* _To be done_:
Please rewrite everything from the line containing "Where can you see the bird's" down to the line containing "Target: thin branch", both included, with every point coordinate in the answers multiplied by 1.4 and rounded to a whole number, halves up. Give only those lines, keeping the request lines as they are.
Start of Records supplied
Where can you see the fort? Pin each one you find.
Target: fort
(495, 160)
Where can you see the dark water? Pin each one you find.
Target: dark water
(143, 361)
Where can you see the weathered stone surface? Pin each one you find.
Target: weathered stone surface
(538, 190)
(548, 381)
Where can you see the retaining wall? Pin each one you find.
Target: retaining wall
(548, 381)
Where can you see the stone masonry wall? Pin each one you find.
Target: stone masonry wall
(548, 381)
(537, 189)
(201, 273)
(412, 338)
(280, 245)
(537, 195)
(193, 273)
End of Records supplied
Start of Records supplied
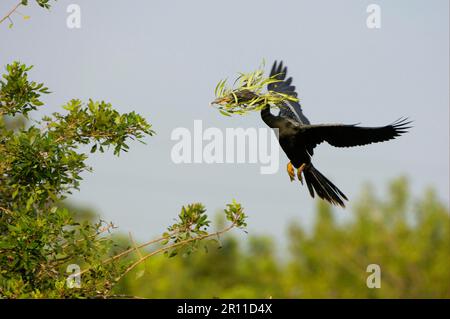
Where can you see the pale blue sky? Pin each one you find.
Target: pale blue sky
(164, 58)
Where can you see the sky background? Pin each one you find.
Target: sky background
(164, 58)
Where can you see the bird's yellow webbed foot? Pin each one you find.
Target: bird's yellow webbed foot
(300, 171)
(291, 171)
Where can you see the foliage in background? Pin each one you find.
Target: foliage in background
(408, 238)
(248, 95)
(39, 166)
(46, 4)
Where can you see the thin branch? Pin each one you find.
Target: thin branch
End of Records supplied
* _Solution for this task_:
Where can you see the bird's yellow webbed foot? Pin each one you find.
Target: bird's yellow webbed foot
(420, 239)
(407, 239)
Where can you see the foliage in background? Pin each one you find.
Target: foliage in background
(571, 333)
(347, 133)
(55, 232)
(64, 6)
Where can you see the thin branch? Pin each one you find.
Target: thin branch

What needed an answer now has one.